▶ _Passage to read_
+--
G-Retriever Enhances Real-World Graph Question Answering with RAG and LLMs

  • Large Language Models (LLMs) face challenges in processing complex graph data despite advancements in AI.
  • G-Retriever integrates Graph Neural Networks (GNNs) and Retrieval-augmented generation (RAG) to handle real-world graph structures effectively.
  • The architecture emphasizes parameter-efficient fine-tuning (PEFT) techniques for enhanced model robustness.
  • Researchers from multiple institutions collaborate on G-Retriever, focusing on scalable graph question-answering solutions.
  • The framework showcases superior performance in various datasets, reducing token and node counts for faster training and mitigating hallucination by 54%.

Main AI News:

Advances in artificial intelligence have propelled Large Language Models (LLMs) to the forefront, yet their ability to handle complex structured data like graphs remains a challenge. Our interconnected world generates vast amounts of data structured as graphs, from the Web and e-commerce systems to knowledge graphs, all of which are ideal for LLM-centric methods. While efforts have integrated Graph Neural Networks (GNNs) with LLMs, they’ve typically focused on basic graph tasks or simple queries on small graphs. Our research aims to develop a flexible framework for answering complex questions about real-world graphs, providing users with a unified conversational interface.

Building on previous work that combines graph techniques with LLMs, our approach spans general graph models, multi-modal architectures, and practical applications such as fundamental graph reasoning, node classification, and graph classification/regression. Retrieval-augmented generation (RAG) shows promise in mitigating inaccuracies in LLMs and enhancing reliability, although its adaptation to general graph tasks remains underexplored beyond knowledge graphs. Parameter-efficient fine-tuning (PEFT) techniques have refined LLMs, particularly multimodal models, yet their application to graph-specific LLMs is nascent.

Researchers from the National University of Singapore, University of Notre Dame, Loyola Marymount University, New York University, and Meta AI introduce G-Retriever, an innovative architecture tailored for GraphQA. By leveraging GNNs, LLMs, and RAG, G-Retriever combines efficient fine-tuning with the preserved capabilities of pre-trained LLMs. This framework addresses hallucination through direct retrieval of graph data, scaling effectively even with graphs larger than the LLM’s context window. G-Retriever adapts RAG for graphs, framing subgraph retrieval as a Prize-Collecting Steiner Tree (PCST) optimization problem to enhance interpretability by returning the retrieved subgraph.
+--
▶ _What this exercise asks_
1 – Answer from the G-Retriever article:
(a) By what percentage does the framework mitigate hallucination?
(b) What optimization problem does G-Retriever use to frame subgraph retrieval?
(c) Which company joined the universities in introducing G-Retriever?
2 – Carry on the G-Retriever article from its last sentence.

Point-per-instance localization data
+--
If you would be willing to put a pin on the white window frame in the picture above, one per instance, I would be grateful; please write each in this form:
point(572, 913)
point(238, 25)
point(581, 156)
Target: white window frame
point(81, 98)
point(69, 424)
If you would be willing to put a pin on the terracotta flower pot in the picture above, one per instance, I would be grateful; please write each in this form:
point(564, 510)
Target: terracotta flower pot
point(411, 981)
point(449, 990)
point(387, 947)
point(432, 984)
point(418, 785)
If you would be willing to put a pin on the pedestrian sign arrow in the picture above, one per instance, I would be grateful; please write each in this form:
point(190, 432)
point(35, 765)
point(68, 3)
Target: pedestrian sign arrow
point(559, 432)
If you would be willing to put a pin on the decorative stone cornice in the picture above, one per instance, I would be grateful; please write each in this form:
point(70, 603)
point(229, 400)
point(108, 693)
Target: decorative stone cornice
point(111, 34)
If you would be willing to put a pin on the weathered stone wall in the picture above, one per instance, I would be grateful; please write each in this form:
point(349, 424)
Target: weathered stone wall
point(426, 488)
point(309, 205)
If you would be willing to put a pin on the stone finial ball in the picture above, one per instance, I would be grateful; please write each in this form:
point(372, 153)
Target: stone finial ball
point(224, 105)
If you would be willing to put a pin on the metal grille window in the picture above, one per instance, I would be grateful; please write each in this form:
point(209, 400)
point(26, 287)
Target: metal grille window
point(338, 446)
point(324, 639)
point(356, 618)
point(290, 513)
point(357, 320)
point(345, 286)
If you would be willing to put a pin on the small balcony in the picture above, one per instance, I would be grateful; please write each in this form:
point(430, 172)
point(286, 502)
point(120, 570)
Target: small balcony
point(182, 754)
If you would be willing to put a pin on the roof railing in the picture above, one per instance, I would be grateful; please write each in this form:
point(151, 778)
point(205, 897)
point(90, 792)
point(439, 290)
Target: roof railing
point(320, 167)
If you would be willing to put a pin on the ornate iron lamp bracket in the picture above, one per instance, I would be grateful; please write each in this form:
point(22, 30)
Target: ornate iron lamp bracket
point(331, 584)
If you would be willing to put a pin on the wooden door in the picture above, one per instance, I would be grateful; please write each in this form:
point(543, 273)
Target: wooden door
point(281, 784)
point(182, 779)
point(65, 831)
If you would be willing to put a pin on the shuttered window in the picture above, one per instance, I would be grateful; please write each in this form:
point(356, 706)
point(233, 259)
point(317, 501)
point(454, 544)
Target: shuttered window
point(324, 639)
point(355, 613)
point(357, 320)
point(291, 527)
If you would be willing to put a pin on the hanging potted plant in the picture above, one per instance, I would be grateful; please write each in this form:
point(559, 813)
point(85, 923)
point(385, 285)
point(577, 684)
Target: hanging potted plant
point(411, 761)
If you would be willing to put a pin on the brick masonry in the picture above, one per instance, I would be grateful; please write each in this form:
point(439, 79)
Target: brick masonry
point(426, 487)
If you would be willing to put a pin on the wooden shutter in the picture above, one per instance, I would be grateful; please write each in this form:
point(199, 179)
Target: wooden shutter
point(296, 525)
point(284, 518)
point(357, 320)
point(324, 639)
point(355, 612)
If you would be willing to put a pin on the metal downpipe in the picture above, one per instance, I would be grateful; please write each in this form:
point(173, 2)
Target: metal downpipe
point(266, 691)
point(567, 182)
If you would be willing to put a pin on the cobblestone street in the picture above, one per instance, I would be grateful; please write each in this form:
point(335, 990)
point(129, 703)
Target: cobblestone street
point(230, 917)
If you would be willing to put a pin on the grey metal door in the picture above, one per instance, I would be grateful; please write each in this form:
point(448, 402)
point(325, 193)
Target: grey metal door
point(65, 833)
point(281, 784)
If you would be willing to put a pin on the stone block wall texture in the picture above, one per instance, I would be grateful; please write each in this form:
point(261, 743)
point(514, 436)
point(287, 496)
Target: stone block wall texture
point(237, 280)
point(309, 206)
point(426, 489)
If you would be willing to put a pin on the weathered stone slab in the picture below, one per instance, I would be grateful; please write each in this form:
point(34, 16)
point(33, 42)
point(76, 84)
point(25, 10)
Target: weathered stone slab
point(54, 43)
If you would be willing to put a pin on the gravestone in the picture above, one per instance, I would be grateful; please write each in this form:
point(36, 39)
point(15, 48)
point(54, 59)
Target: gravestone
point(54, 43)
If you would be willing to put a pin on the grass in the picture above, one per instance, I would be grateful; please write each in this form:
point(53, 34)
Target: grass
+--
▶ _Numbered answers_
1 –
(a) 54%
(b) A Prize-Collecting Steiner Tree (PCST) optimization problem
(c) Meta AI

2 –
G-Retriever’s architecture unfolds through four key phases: indexing, retrieval, subgraph construction, and generation. In the indexing phase, node and graph embeddings are generated using a pre-trained language model and stored for efficient retrieval. The retrieval phase employs k-nearest neighbors to identify pertinent nodes and edges based on a query. Subgraph construction utilizes the Prize-Collecting Steiner Tree algorithm to form a relevant and manageable subgraph. The generation phase integrates a Graph Attention Network to encode the subgraph, a projection layer aligning graph tokens with LLM vectors, and a text embedder transforming the subgraph into textual format. Finally, the LLM generates an answer through graph prompt tuning, combining graph tokens with textual embeddings.

G-Retriever excels across diverse datasets and configurations, surpassing baseline models in inference-only scenarios and exhibiting significant enhancements through prompt tuning and LoRA fine-tuning. The method optimizes efficiency by reducing token and node counts, thereby accelerating training times, and decreases hallucination rates by 54% compared to baselines. A comprehensive ablation study underscores the significance of all components, particularly the graph encoder and textualized graph, confirming G-Retriever’s resilience across different encoders and scalability with larger LLMs in graph question-answering tasks.

Conclusion:

G-Retriever’s innovative integration of GNNs, LLMs, and RAG represents a significant leap forward in graph question-answering capabilities. Its demonstrated efficiency and reliability underscore its potential to reshape how AI interacts with complex data structures, offering promising applications in diverse industries reliant on data-driven insights.